## Document section:
Though November has just transformed itself into December here, still Ted Hughes’ sodden, rain-soaked poem from Lupercal (1960) comes to mind as I watch the TV footage of floods in the North-West of England. I’ve never thought enough attention has been given to the role of the narrator in this poem. It’s one of the selected poems studied on the Cambridge International Examinations’ A-level. Students are asked to discuss one specific poem in detail or two poems from a more thematic perspective. What follows is a loose version of the first type of question (apologies for some loss of formatting in the poem itself). NB. For another close discussion of an early Ted Hughes poem – ‘Meeting’ – click here.

The month of the drowned dog. After long rain the land
Was sodden as the bed of an ancient lake,
Treed with iron and bird less. In the sunk lane
The ditch – a seep silent all summer –

Made brown foam with a big voice: that, and my boots
On the lane’s scrubbed stones, in the gulleyed leaves
Against the hill’s hanging silence;

Hughes opens the poem with a bewildering mix of images of motion and stasis. Flooding must account for the “drowned dog” (more literal than figurative or colloquial here) and the absence of a verb emphasizes the stillness of death, the burden of the month, the real entrance way to winter. The land is so sodden as to have suffered inversion to become “the bed of an ancient lake”. It’s an alien landscape – trees (as so often in Hughes) are now composed of industrial “iron” and inevitably “birdless”. Yet in contrast to such stillness, the ditch water (which in summer is a soothing sibilant “seep silent”) is now possessed of a “big voice” composed of brown foam and beside it, the narrator’s boots scrape along the lane. These two sounds are all that can be arrayed against “the hill’s hanging silence” and the contrasts of movement and stillness, noise and silence compose the greater world of this poem.

Mist silvering the droplets on the bare thorns

Slower than the change of daylight.
In a let of the ditch a tramp was bundled asleep;
Face tucked down into beard, drawn in
Under his hair like a hedgehog’s. I took him for dead,

But his stillness separated from the death
From the rotting grass and the ground. The wind chilled,
And a fresh comfort tightened through him,
Each hand stuffed deeper into the other sleeve.

His ankles, bound with sacking and hairy band,
Rubbed each other, resettling.

It’s this greater world that the narrator fears and the tramp entrusts himself to. To the narrator, the tramp sleeping in a let of the ditch, is comparable to an animal, a “hedgehog”. In the narrator’s world view, this is no compliment and indeed in the next phrase (line 12), he considers the tramp “dead”. To give the narrator credit he perceives his mistake and next sees the tramp’s vitality, though (in a reversal of our preconceptions) it is his “stillness” rather than animation that “separate[s him] from the death” all around. The animation of the “wind” evokes a corresponding movement in the tramp: “a fresh comfort tightened through him, / Each hand stuffed deeper into the other sleeve”. There is paradox here too in that the tramp’s movements are intended both to shield him from the elements yet also settle him more comfortably among them.

The wind hardened;
A puff shook a glittering from the thorns,
And again the rains’ dragging grey columns

Smudged the farms. In a moment
The fields were jumping and smoking; the thorns
Quivered, riddled with the glassy verticals.

## Extracted material:
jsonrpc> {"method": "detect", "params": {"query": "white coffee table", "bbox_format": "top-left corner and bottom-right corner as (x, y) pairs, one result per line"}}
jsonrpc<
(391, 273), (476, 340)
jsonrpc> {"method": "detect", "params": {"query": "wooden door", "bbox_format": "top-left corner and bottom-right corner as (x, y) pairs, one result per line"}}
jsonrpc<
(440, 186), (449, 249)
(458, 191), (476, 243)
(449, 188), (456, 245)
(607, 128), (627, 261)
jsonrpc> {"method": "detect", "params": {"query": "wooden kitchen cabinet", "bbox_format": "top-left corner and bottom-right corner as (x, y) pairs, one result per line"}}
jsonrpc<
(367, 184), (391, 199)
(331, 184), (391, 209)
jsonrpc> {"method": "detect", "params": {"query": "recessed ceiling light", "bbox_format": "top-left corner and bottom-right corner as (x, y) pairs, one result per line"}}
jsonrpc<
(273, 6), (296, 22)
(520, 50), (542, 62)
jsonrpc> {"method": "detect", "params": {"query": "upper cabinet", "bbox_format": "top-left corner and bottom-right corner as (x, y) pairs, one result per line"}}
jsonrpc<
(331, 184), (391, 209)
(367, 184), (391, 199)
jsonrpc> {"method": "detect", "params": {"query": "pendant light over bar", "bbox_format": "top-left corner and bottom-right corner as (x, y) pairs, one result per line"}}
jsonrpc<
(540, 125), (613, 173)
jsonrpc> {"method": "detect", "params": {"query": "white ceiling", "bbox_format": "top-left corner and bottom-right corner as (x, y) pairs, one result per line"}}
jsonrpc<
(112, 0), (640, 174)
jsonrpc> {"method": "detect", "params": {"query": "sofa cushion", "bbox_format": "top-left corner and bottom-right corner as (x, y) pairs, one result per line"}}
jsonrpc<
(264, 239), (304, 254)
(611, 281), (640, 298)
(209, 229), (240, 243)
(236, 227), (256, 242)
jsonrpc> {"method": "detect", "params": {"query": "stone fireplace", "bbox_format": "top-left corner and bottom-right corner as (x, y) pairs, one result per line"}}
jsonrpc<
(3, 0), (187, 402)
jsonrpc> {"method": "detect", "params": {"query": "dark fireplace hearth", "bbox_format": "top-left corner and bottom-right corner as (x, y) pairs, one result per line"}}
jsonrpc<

## Exercise aim:
Reproduce verbatim the passage of the piece on the Ted Hughes poem starting at "But his stillness" and ending at "the other sleeve.". The records have nothing to do with the piece on the Ted Hughes poem.

## Right answer:
But his stillness separated from the death
From the rotting grass and the ground. The wind chilled,
And a fresh comfort tightened through him,
Each hand stuffed deeper into the other sleeve.